THINGS TO DO:
1/ Condense the paragraph of the Scherchen excerpt that begins "Scherchen agreed to work with the orchestra" into one shorter sentence that keeps its main facts.
2/ According to the Scherchen excerpt, when was the Steinway in the piano store window available for practice?
3/ Print the part of the Scherchen excerpt starting with "Back in America, I" and going on through "music on film.".

TEXT EXCERPT:

----------------------------------------

The film of “Bolero” won an Academy Award in 1973. I wish Scherchen had been there to receive it with me. He had died in Florence in 1966.

Looking Back #5

At one point during my stay with Scherchen he accepted a post as “orchestra trainer” with the Herford Nordwestdeutsche Philharmonie in northern Germany. Herford is a gray town, hazy and cold; from November to March the sun never rises above eye level. The people are said to be unemotional, without affect - gray. The food was the same -– gray.

Scherchen agreed to work with the orchestra a week or so at a time, during four or five visits in the winter of 1959-60. His sessions included rehearsing and performing as well as advising the management on ways to expand the repertory, improve rehearsal conditions, and identify certain players for dismissal.

He installed me as orchestral pianist, which worried me and excited me at the same time. The orchestra found me a good Steinway to practice on - in the show window of a piano store, which could be mine from 5-7 A.M. every day except Sunday.

The real test for me was to play in the Bartók, “Music for Strings, Percussion and Celesta” – in which the piano is considered one of the strings. Much of the part was manageable, but there were several off-beat entrances after long waits - not hard to play but difficult to coordinate with the orchestra. For the listener, it comes out of nowhere, a sudden outburst of accented octave scales synchronized with mallet strokes on a woodblock. I sat there, counting bars until the music shifted gears - and wham! Scherchen cued me to play. In the first rehearsal I botched the entrance several times - very embarrassing, especially since the orchestra had to repeat it until I got it right. The percussion player hit the woodblock harder and harder each time, and barely acknowledged me during the days before the performance. The concert was terrifying but satisfactory - as I choose to remember it these many years later. I was glad to get out of that town, back to Gravesano and the Italian-Swiss sunshine.

There I continued working with Scherchen on scores, and traveling with him to his concerts. In addition to the first Bach Brandenburg, I learned the Beethoven First Symphony and the Eroica, the Haydn Symphony No.104, the Wagner Tannhäuser overture, and Liszt’s “Les Préludes,” plus portions of a wide range of contemporary works that Scherchen was conducting.

* * * *

After two years of this intense apprenticeship, I began to feel it was time to go home. My person-to-person telephone calls were mounting from weekly to sometimes two a day. Scherchen agreed that he had done all he could to prepare me. I don't remember any sad parting scenes with him - life had simply turned a corner, an experience he was more used to than I was. I knew he had plans for his first American visit in a few months, so ours was a literal “auf Wiedersehen,” with my heartfelt thanks, and a warm embrace.

The other students and I wished each other well, and that was that. We had worked and lived closely with one another in the shared intensity of our experience with Scherchen, but lately our paths seemed to be heading in different directions. 

Back in America, I found a regular job from which I could look for conducting opportunities. Channel 13, the public broadcasting station in New York City, needed an assistant in the music department and took me on. My principal advantage there was that I could read music and spell composers’ names. I changed the Cz to Tch in Tchaikovsky, and insisted the z in Mozart be pronounced the way he heard it: Motsart, not Moe-zart. I also helped plan studio recitals and chamber music programs for broadcast, and scheduled reruns of orchestral concerts acquired from stations in Boston, Chicago, and others around the country. This was my introduction to the challenge of putting music on film.

----------------------------------------

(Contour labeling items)
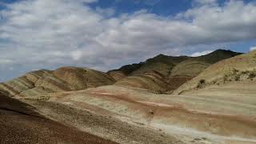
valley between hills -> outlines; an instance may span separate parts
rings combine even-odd
[[[256,50],[158,55],[0,83],[0,143],[256,143]]]

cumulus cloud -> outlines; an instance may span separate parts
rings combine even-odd
[[[256,50],[256,46],[253,46],[253,47],[250,47],[250,51],[254,50]]]
[[[0,12],[0,59],[27,70],[64,65],[106,70],[159,53],[182,54],[191,46],[256,38],[253,3],[230,1],[220,6],[202,0],[200,6],[164,18],[146,10],[110,17],[114,10],[91,9],[87,3],[94,2],[8,4]]]
[[[198,57],[202,55],[206,55],[210,53],[212,53],[214,50],[206,50],[206,51],[202,51],[202,52],[196,52],[191,54],[191,57]]]

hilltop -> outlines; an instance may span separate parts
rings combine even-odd
[[[119,77],[115,85],[140,87],[154,92],[171,93],[211,64],[241,54],[217,50],[199,57],[172,57],[159,54],[143,62],[126,65],[120,69],[110,70],[108,74],[113,77]],[[150,73],[158,73],[162,78],[155,77],[155,74],[149,74]],[[122,78],[120,78],[120,74],[122,74]]]

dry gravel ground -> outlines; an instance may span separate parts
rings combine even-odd
[[[0,93],[0,143],[115,143],[47,119]]]
[[[208,95],[159,95],[108,86],[27,102],[47,118],[120,143],[254,143],[252,84],[237,96],[228,85],[220,86],[225,94],[218,89],[220,94],[208,90]]]
[[[0,143],[115,143],[38,117],[0,110]]]
[[[143,126],[130,125],[112,118],[109,114],[91,113],[52,102],[30,101],[29,102],[38,108],[40,113],[48,118],[118,143],[184,143],[164,132],[149,129]],[[97,108],[95,110],[97,110]]]

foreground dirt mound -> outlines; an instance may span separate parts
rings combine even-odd
[[[77,90],[111,85],[114,79],[108,74],[88,68],[62,67],[54,71],[54,76],[74,86]]]
[[[0,92],[0,143],[114,143],[45,118]]]
[[[54,94],[33,106],[51,118],[121,143],[254,143],[255,91],[240,91],[229,97],[162,95],[107,86]]]
[[[111,76],[116,81],[119,81],[122,78],[124,78],[126,77],[126,75],[122,71],[118,71],[118,70],[110,70],[107,72],[107,74]]]
[[[224,50],[218,50],[206,55],[193,58],[160,54],[144,62],[124,66],[108,73],[118,77],[116,80],[120,82],[118,82],[117,85],[126,85],[169,94],[196,77],[211,64],[238,54],[241,53]],[[164,78],[148,79],[144,74],[148,71],[158,72]],[[120,74],[125,75],[121,76]],[[126,75],[128,77],[124,78]]]
[[[17,97],[34,97],[49,93],[70,91],[113,84],[115,80],[105,73],[87,68],[62,67],[42,70],[0,83],[0,90]]]
[[[223,85],[231,82],[255,82],[255,77],[256,51],[254,50],[210,66],[198,76],[182,85],[174,94],[179,94],[212,85]]]
[[[164,76],[157,71],[146,71],[143,74],[129,76],[118,81],[114,85],[142,88],[155,93],[162,93],[169,89]]]
[[[169,90],[170,93],[198,75],[210,65],[210,63],[203,61],[191,59],[178,63],[172,69],[171,73],[167,78],[167,82],[171,86]]]

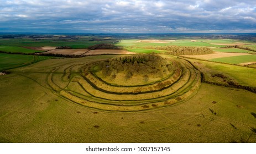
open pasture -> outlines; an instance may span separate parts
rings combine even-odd
[[[256,53],[256,52],[251,51],[248,51],[248,50],[242,50],[242,49],[239,49],[239,48],[223,48],[223,49],[215,49],[213,50],[214,51],[217,51],[217,52],[234,52],[234,53]]]
[[[234,56],[250,56],[252,54],[243,53],[227,53],[227,52],[215,52],[212,54],[201,54],[201,55],[185,55],[184,56],[186,57],[210,60],[215,58],[221,58],[225,57],[231,57]]]
[[[0,51],[6,52],[12,52],[12,53],[31,53],[40,52],[40,51],[31,50],[25,48],[19,47],[11,47],[11,46],[0,46]]]
[[[89,95],[85,96],[88,95],[85,89],[90,91],[93,90],[92,87],[87,88],[84,82],[87,81],[83,79],[79,68],[87,63],[117,57],[103,55],[49,59],[13,69],[8,75],[1,75],[1,141],[256,142],[256,119],[254,116],[256,113],[254,103],[256,95],[243,90],[201,84],[196,94],[186,101],[163,107],[148,105],[152,109],[143,111],[113,111],[108,110],[108,108],[100,109],[98,106],[95,108],[86,106],[89,102],[85,101],[81,101],[81,104],[77,103],[81,99],[92,98]],[[182,63],[181,64],[189,66],[186,62]],[[207,67],[212,67],[212,64],[219,65],[212,67],[223,70],[221,64],[208,63],[211,64]],[[228,73],[238,70],[237,68],[241,68],[239,71],[243,72],[243,69],[245,68],[224,66],[230,67]],[[193,73],[192,68],[187,68],[184,73]],[[187,76],[185,74],[183,74],[185,78]],[[240,76],[239,74],[236,75]],[[195,76],[190,78],[192,76]],[[253,76],[250,76],[250,79]],[[195,82],[194,80],[189,81]],[[24,87],[27,88],[24,89]],[[91,103],[97,105],[94,102],[96,101],[105,102],[97,100],[100,98],[96,98],[94,97]],[[122,106],[122,102],[117,102],[114,105],[117,106],[117,103]],[[147,109],[147,105],[144,107],[140,107]]]
[[[82,55],[86,53],[89,50],[88,49],[55,49],[44,52],[44,54],[53,53],[69,55]]]
[[[29,65],[39,61],[53,58],[48,56],[12,54],[0,53],[0,72]]]
[[[255,69],[200,60],[191,59],[189,60],[205,74],[206,80],[208,81],[214,81],[216,79],[219,80],[220,83],[223,83],[223,79],[225,79],[212,76],[212,75],[221,74],[227,77],[226,79],[227,81],[229,79],[231,79],[231,81],[233,81],[241,85],[256,87]]]
[[[96,49],[90,50],[83,54],[83,55],[98,55],[106,54],[135,54],[134,52],[129,52],[124,50],[111,50],[111,49]]]
[[[256,61],[256,55],[242,55],[211,59],[210,61],[229,64],[240,64]]]

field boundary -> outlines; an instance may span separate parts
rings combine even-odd
[[[183,59],[183,58],[182,58]],[[191,58],[192,59],[192,58]],[[246,90],[247,91],[249,91],[250,92],[252,92],[253,93],[255,93],[256,94],[256,87],[251,87],[251,86],[242,86],[242,85],[231,85],[231,84],[228,84],[228,85],[227,85],[227,84],[220,84],[220,83],[216,83],[216,82],[211,82],[211,81],[206,81],[206,79],[205,79],[205,74],[202,72],[201,72],[195,65],[194,65],[192,64],[192,63],[191,63],[190,61],[189,61],[189,60],[187,59],[184,59],[184,60],[186,61],[187,62],[188,62],[189,63],[190,63],[190,64],[191,64],[194,68],[195,69],[196,69],[196,70],[197,70],[199,72],[200,72],[200,74],[201,74],[201,82],[203,82],[203,83],[206,83],[206,84],[211,84],[211,85],[217,85],[217,86],[224,86],[224,87],[233,87],[233,88],[237,88],[237,89],[244,89],[244,90]],[[200,60],[201,61],[201,59],[197,59],[197,60]],[[238,65],[238,66],[241,66],[241,65]],[[241,67],[243,67],[243,66],[241,66]]]

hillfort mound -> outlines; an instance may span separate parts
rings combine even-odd
[[[59,71],[64,74],[56,73]],[[197,92],[200,83],[200,73],[187,61],[155,54],[67,64],[48,77],[48,84],[65,99],[98,109],[123,112],[182,102]]]

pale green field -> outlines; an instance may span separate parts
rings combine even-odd
[[[210,61],[229,64],[239,64],[248,62],[256,62],[256,55],[252,54],[223,57],[211,59]]]
[[[225,48],[225,49],[215,49],[215,51],[223,52],[236,52],[236,53],[256,53],[256,52],[239,48]]]
[[[256,94],[245,90],[201,84],[196,95],[187,101],[124,112],[79,105],[60,97],[49,86],[47,79],[51,72],[55,72],[53,80],[64,70],[71,72],[72,77],[77,72],[67,71],[67,65],[116,56],[49,59],[0,76],[0,141],[256,142]],[[208,68],[227,70],[238,81],[247,77],[245,85],[252,81],[248,78],[255,77],[254,70],[245,68],[205,63]],[[247,75],[240,76],[244,72]],[[58,82],[60,87],[50,85],[65,87],[69,81],[65,75],[62,79]]]
[[[206,74],[223,74],[231,76],[234,81],[240,85],[256,87],[255,69],[200,60],[189,60],[196,62],[194,64],[198,68],[201,68],[201,70]],[[211,79],[208,81],[211,81]]]

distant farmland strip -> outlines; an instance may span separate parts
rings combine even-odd
[[[225,48],[225,49],[216,49],[215,51],[221,52],[236,52],[236,53],[255,53],[255,52],[245,50],[239,48]]]
[[[244,55],[233,56],[219,58],[211,59],[210,61],[229,64],[239,64],[243,63],[256,62],[256,55]]]
[[[38,51],[38,50],[31,50],[31,49],[18,47],[11,47],[11,46],[0,46],[0,51],[3,51],[5,52],[24,53],[41,52],[41,51]]]
[[[0,53],[0,72],[28,65],[39,61],[51,58],[53,57]]]

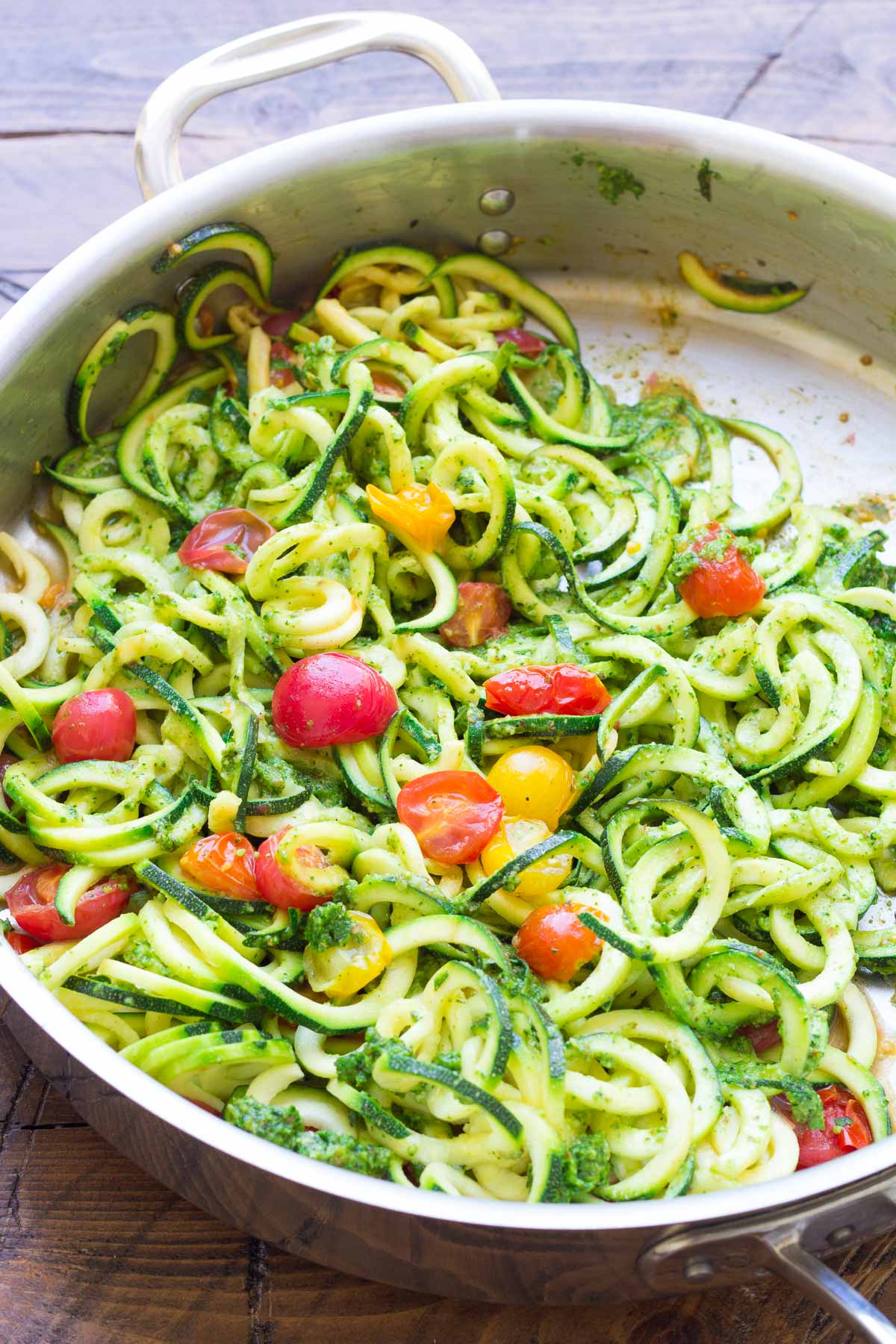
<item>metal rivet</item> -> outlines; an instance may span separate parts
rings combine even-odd
[[[712,1278],[715,1269],[712,1261],[689,1261],[685,1265],[685,1278],[689,1284],[703,1284]]]
[[[516,196],[509,187],[489,187],[480,196],[480,210],[484,215],[506,215],[513,210]]]
[[[486,257],[502,257],[504,253],[512,243],[512,238],[506,228],[486,228],[484,234],[476,241],[476,246],[480,251],[484,251]]]

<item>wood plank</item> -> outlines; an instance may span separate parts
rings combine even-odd
[[[129,133],[152,89],[179,65],[210,46],[320,13],[320,0],[231,0],[215,11],[203,4],[159,0],[149,9],[102,0],[47,7],[23,0],[4,23],[4,79],[0,132],[55,132],[59,128]],[[353,9],[380,9],[360,0]],[[521,22],[519,0],[481,5],[458,0],[404,4],[411,13],[450,23],[492,69],[506,98],[602,97],[656,101],[723,114],[743,82],[794,24],[813,12],[813,0],[713,0],[712,20],[693,0],[642,0],[637,17],[625,0],[595,5],[568,0],[563,22],[536,11]],[[539,22],[540,20],[540,22]],[[95,35],[83,42],[82,35]],[[40,97],[35,97],[35,86]],[[416,62],[371,55],[293,81],[218,99],[197,126],[247,130],[271,137],[387,108],[435,101],[441,82]],[[373,98],[376,101],[373,101]],[[251,109],[249,124],[246,108]]]

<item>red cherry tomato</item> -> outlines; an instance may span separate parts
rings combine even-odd
[[[435,770],[406,784],[398,816],[437,863],[473,863],[504,816],[501,796],[474,770]]]
[[[799,1160],[797,1171],[805,1167],[818,1167],[829,1163],[833,1157],[842,1157],[844,1153],[866,1148],[872,1142],[870,1126],[865,1109],[846,1087],[830,1083],[822,1087],[818,1098],[825,1113],[823,1129],[809,1129],[806,1125],[794,1124],[799,1141]],[[778,1098],[775,1103],[785,1114],[790,1109],[782,1105]]]
[[[262,329],[269,336],[285,336],[293,323],[297,323],[301,316],[298,308],[290,308],[285,313],[271,313],[262,323]]]
[[[504,345],[505,341],[512,340],[521,355],[527,359],[536,359],[543,351],[548,348],[548,343],[536,336],[535,332],[528,332],[524,327],[505,327],[502,332],[496,332],[494,339],[498,345]]]
[[[690,550],[700,555],[711,543],[716,543],[713,550],[717,550],[717,543],[724,542],[724,534],[720,534],[719,523],[707,524]],[[743,558],[731,535],[731,544],[721,556],[700,560],[696,570],[678,585],[678,591],[697,616],[743,616],[762,601],[766,582]]]
[[[388,401],[400,401],[404,396],[404,388],[395,378],[390,378],[388,374],[375,374],[371,371],[371,378],[373,379],[373,395],[386,396]]]
[[[600,939],[571,906],[540,906],[527,915],[513,935],[513,946],[543,980],[568,984],[591,961]]]
[[[35,948],[40,946],[36,938],[30,938],[27,933],[19,933],[17,929],[7,929],[7,942],[19,956],[24,952],[34,952]]]
[[[74,925],[63,925],[54,900],[59,878],[69,867],[67,863],[51,863],[46,868],[31,868],[7,891],[9,914],[20,929],[40,942],[86,938],[121,914],[137,886],[126,872],[110,874],[83,894],[75,907]]]
[[[290,844],[294,827],[283,827],[263,840],[255,856],[255,880],[262,898],[271,906],[313,910],[330,899],[302,882],[302,868],[329,868],[329,859],[316,844]]]
[[[137,737],[134,702],[107,685],[82,691],[60,704],[52,724],[52,750],[62,765],[71,761],[129,761]]]
[[[203,836],[180,856],[180,867],[189,878],[226,896],[258,900],[255,882],[255,851],[251,840],[228,831],[224,835]]]
[[[177,559],[191,570],[244,574],[249,562],[274,528],[247,508],[219,508],[187,534]]]
[[[290,747],[329,747],[379,737],[398,710],[386,677],[348,653],[310,653],[274,687],[277,735]]]
[[[510,668],[485,683],[485,707],[500,714],[602,714],[610,692],[574,663]]]
[[[457,649],[472,649],[506,634],[512,613],[510,598],[500,583],[458,583],[457,612],[439,626],[439,634]]]
[[[772,1046],[780,1044],[776,1017],[772,1021],[748,1023],[746,1027],[739,1027],[735,1035],[746,1036],[758,1055],[762,1055],[764,1050],[771,1050]]]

----------------------------------------

OUTPUTS:
1/ During four or five visits of about a week each in the winter of 1959-60, Scherchen rehearsed and performed with the orchestra and advised its management on expanding the repertory, improving rehearsal conditions, and identifying players to dismiss.

2/ From 5 to 7 A.M. every day except Sunday.

3/
Back in America, I found a regular job from which I could look for conducting opportunities. Channel 13, the public broadcasting station in New York City, needed an assistant in the music department and took me on. My principal advantage there was that I could read music and spell composers’ names. I changed the Cz to Tch in Tchaikovsky, and insisted the z in Mozart be pronounced the way he heard it: Motsart, not Moe-zart. I also helped plan studio recitals and chamber music programs for broadcast, and scheduled reruns of orchestral concerts acquired from stations in Boston, Chicago, and others around the country. This was my introduction to the challenge of putting music on film.